PASSAGE GIVEN.
◇ ◇ ◇

The India Road – Part II

The article below is the continuation of the three-part series that began last week on the background and historical research for The India Road. The full text was published by the British Historical Society of Portugal in its annual report for 2013, released in June 2014.

The India Road

Portugal in the last quarter of the fifteenth century

Peter Wibaux

Part II – The Four Pillars of Discovery

The main events leading to Gama’s voyage (1497-99) are given in Table 2.

Table 2. Significant events for the maritime discovery of India during the reign of King John II.

Date Event Notes
1479 Treaty of Alcáçovas The Perfect Prince
1481 Construction of the Elmina fortress (São Jorge da Mina) D. João II, crowned in 1481
1483-84 Discovery of the Congo (13oS) Diogo Cão
1487-88 Cape of Good Hope Bartolomeu Dias
1487-89 Land expedition to India Pêro da Covilhã
1491 Death of Crown Prince Afonso, only legitimate heir Riding accident, aged 16
1492 Expulsion of the Jews (Spain) Tomáz Torquemada
1492 Discovery of America Christopher Columbus
1494 Treaty of Tordesillas D. João II

The pillar of exploration, including shipbuilding, with the development of the naval yard at Ribeira das Naus, in downtown Lisbon, and the policy of shipping condemned men aboard the ‘naus’ rather than executing them, is well established―clearly exploration requires explorers.

◇ ◇ ◇

Stored items.

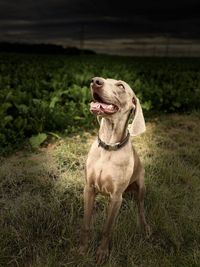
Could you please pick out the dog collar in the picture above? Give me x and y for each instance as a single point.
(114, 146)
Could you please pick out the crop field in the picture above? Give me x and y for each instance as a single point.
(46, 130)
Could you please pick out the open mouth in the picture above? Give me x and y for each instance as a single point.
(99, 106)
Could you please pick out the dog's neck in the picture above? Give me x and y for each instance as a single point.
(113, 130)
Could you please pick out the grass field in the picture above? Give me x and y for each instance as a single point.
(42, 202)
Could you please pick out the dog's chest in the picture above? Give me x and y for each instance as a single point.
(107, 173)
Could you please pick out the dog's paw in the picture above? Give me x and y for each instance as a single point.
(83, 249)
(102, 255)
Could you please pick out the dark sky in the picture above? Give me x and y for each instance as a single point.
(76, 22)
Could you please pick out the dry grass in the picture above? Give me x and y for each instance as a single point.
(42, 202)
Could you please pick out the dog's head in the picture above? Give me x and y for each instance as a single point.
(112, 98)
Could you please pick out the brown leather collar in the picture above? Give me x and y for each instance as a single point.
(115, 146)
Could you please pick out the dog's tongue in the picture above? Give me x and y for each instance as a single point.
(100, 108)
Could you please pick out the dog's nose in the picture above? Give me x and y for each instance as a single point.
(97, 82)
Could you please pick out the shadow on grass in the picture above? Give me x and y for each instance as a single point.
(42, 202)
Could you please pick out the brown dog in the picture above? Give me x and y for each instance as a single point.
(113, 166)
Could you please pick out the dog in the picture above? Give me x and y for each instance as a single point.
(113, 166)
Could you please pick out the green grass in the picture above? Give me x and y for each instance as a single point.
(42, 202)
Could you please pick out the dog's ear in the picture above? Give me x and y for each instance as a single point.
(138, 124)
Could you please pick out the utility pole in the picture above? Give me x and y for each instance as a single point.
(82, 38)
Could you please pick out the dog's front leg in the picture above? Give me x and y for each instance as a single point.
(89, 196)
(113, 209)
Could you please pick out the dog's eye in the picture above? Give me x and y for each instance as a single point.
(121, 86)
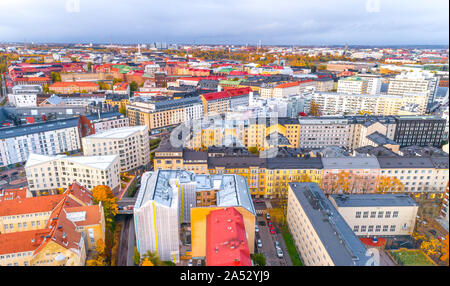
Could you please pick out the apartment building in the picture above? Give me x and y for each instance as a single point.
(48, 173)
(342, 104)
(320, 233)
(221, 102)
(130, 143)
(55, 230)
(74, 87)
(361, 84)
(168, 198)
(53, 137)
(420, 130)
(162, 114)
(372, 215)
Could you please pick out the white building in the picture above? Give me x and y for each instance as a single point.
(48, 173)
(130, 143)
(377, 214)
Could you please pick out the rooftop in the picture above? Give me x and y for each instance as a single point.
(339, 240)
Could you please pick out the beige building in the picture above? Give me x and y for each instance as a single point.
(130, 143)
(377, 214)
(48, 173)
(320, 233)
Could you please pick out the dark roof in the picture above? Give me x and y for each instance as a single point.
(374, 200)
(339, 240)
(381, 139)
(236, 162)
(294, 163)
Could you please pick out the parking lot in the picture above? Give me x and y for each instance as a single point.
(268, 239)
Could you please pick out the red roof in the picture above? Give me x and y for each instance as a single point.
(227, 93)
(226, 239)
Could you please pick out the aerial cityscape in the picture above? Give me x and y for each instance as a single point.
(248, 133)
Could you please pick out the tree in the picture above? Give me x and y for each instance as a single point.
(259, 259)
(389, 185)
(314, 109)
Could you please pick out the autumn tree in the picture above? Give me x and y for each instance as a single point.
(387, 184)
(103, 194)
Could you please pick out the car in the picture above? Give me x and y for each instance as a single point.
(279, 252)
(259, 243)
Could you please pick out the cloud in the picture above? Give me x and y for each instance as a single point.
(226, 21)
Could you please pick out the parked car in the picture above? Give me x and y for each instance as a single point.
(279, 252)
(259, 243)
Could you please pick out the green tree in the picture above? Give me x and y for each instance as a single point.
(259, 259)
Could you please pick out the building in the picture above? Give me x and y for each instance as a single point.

◇ ◇ ◇

Continue the article on the India Road and Portugal's pillars of discovery, beginning after its final sentence.

But D. João II understood the need for a political context, without which any Portuguese discoveries would be worthless. Two years before he became king he negotiated a peace with Spain on behalf of his father, following the battle of Toro, a town near Zamora.

The treaty, signed in Alcáçovas, a village east of Alcácer do Sal, betrothed the Perfect Prince’s only legitimate son Afonso to Princess Isabel of Castile, daughter of the Catholic Kings, and divided the unknown world into two halves: any lands above the 28th parallel belonged to Spain, below it to Portugal. The latitude line crossed the Fortunate Islands (Canaries), which were a Spanish possession―the islands would later become a base for Columbus, who kept both a house in Las Palmas and a mistress[1]at La Gomera[2].

John planned a strong expansion to the south, ultimately leading to the voyage across the Indian Ocean to Calicut―the Perfect Prince enforced the treaty with characteristic ruthlessness[3].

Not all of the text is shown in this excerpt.